▶ **Task requirements**
**1.** In the study summary, what was injected to establish the diabetic rat model?
**2.** Please copy the part of the study summary that opens with the words containing "Purpose of the" and closes with "mitochondrial structure/function analysis.", replacing "lipid accumulation" with "lipid deposition".

Purpose of the Study:

  • To investigate the pathological changes in Meibomian glands (MG) caused by diabetes using a rat model.
  • To explore the molecular mechanisms underlying diabetes-induced MG pathology.

Main Methods:

  • A diabetic rat model was established using streptozotocin (STZ) injection.
  • Meibomian gland pathology was assessed through lipid accumulation, cell proliferation/apoptosis assays, inflammatory marker analysis, signaling pathway activation (ERK, NF-κB, AMPK), oxidative stress evaluation, and mitochondrial structure/function analysis.
  • The effect of metformin treatment on diabetic Meibomian gland dysfunction was evaluated.

Main Results:

  • Diabetic rats exhibited MG acini dropout, inflammatory cell infiltration, and increased inflammatory factors and adhesion molecules after 4 months.
  • Activated ERK and NF-κB signaling pathways and evident oxidative stress were observed in the MG of diabetic rats.
  • Downregulated phospho-AMPK in MG was observed in diabetic rats, which was reversed by metformin treatment, along with alleviated inflammation and oxidative stress and maintained MG morphology.

Conclusions:

  • Long-term diabetes can lead to Meibomian gland dysfunction (MGD).
  • AMP-activated protein kinase (AMPK) may serve as a therapeutic target for managing diabetes-induced MGD.

▶ **Excerpted records**
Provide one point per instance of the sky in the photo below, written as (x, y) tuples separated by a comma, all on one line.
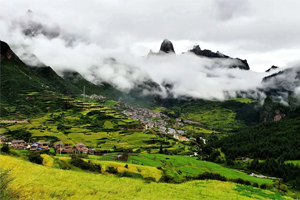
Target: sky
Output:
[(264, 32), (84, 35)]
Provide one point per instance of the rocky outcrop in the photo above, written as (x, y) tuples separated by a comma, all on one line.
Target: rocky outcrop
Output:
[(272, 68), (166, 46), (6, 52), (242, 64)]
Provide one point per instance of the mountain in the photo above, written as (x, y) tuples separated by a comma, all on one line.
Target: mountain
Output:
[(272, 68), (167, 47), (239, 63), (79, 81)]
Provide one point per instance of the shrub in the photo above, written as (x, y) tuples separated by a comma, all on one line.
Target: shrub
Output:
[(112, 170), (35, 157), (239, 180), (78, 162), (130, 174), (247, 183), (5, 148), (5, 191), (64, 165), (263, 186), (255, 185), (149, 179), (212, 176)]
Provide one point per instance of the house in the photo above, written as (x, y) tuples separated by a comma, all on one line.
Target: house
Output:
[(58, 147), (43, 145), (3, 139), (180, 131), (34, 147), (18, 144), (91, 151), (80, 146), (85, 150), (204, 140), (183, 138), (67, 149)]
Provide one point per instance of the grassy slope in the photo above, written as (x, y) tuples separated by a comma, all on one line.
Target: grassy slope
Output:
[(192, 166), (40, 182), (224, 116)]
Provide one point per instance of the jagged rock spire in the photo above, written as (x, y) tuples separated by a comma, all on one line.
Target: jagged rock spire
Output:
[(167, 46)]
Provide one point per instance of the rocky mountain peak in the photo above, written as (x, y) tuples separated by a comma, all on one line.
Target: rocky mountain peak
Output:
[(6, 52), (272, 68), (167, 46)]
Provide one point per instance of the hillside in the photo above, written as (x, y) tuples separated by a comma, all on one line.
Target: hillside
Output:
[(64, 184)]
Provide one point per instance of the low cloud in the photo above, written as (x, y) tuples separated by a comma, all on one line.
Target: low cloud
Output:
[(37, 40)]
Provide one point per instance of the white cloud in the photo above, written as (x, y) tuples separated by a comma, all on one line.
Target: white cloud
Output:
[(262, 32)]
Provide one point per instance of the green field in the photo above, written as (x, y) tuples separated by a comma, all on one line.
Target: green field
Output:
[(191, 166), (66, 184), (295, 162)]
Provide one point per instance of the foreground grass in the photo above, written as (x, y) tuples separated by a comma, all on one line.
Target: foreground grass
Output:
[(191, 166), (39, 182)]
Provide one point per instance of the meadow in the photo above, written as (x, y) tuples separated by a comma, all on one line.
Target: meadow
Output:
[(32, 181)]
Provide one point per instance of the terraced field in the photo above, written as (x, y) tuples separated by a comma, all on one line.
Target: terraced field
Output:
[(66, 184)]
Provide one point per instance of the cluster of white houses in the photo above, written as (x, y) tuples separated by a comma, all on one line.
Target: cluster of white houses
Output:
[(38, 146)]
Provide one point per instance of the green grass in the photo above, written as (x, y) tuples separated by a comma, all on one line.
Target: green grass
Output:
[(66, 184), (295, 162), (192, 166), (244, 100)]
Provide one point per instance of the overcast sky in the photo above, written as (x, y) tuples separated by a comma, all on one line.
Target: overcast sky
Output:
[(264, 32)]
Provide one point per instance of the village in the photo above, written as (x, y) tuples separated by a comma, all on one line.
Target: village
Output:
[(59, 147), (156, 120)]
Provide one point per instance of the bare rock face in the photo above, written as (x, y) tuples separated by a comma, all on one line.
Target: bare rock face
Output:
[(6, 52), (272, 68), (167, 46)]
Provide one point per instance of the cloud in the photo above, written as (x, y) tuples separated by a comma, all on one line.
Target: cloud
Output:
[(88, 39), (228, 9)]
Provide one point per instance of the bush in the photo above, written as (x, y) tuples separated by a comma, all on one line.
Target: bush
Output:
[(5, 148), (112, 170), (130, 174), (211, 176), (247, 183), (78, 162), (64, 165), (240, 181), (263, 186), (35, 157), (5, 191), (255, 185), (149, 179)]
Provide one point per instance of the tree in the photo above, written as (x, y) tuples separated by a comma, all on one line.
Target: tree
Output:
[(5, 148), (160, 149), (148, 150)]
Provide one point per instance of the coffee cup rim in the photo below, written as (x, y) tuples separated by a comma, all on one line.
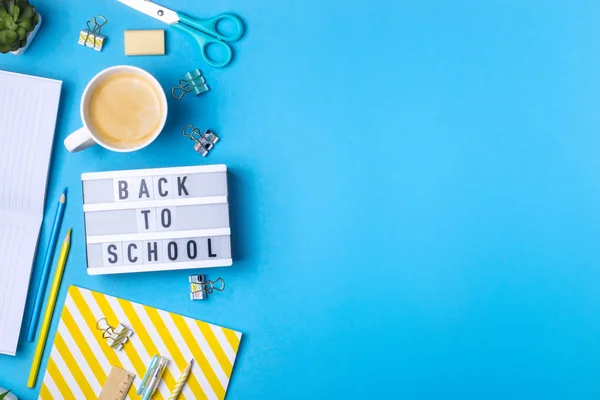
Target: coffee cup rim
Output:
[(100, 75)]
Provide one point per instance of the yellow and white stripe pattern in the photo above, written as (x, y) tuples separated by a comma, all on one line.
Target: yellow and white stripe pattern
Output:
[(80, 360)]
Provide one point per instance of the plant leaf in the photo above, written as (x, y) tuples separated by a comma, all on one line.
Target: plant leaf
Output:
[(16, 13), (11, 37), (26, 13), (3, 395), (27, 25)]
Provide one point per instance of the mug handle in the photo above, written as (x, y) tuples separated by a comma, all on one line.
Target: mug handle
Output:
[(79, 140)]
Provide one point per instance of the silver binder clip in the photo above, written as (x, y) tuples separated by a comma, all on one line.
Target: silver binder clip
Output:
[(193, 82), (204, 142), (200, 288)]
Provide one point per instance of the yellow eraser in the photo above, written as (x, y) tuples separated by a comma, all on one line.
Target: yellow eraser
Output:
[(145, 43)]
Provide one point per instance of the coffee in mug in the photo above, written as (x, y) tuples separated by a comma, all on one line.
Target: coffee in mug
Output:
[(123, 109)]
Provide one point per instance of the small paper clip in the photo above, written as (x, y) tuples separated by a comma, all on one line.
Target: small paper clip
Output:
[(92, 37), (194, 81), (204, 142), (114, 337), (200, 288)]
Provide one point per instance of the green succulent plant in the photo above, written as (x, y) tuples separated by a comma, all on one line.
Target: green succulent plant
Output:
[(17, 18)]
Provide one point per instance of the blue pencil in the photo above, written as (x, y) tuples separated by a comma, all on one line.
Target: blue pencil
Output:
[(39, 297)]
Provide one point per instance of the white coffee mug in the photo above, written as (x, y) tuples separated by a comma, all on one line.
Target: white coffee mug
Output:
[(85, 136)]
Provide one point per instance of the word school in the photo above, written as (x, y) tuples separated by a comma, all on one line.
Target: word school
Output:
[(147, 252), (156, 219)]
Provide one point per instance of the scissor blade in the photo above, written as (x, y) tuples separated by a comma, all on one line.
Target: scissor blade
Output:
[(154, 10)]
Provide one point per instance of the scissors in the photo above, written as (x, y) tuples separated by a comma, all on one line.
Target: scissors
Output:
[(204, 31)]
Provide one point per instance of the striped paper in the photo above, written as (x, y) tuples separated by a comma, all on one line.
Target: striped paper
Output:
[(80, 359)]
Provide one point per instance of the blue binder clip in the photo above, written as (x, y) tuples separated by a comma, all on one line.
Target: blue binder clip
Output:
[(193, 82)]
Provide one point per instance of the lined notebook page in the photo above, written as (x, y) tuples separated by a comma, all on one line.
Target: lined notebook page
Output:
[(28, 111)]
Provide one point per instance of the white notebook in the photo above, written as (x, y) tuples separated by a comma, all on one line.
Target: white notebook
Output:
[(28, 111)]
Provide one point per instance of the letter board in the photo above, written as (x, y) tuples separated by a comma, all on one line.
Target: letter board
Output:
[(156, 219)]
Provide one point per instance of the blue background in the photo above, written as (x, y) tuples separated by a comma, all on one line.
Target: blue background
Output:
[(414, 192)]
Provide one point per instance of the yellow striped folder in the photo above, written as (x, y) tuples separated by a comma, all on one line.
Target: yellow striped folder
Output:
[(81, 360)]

▶ **Responses by task**
**1.** Streptozotocin (STZ).

**2.**
Purpose of the Study:

  • To investigate the pathological changes in Meibomian glands (MG) caused by diabetes using a rat model.
  • To explore the molecular mechanisms underlying diabetes-induced MG pathology.

Main Methods:

  • A diabetic rat model was established using streptozotocin (STZ) injection.
  • Meibomian gland pathology was assessed through lipid deposition, cell proliferation/apoptosis assays, inflammatory marker analysis, signaling pathway activation (ERK, NF-κB, AMPK), oxidative stress evaluation, and mitochondrial structure/function analysis.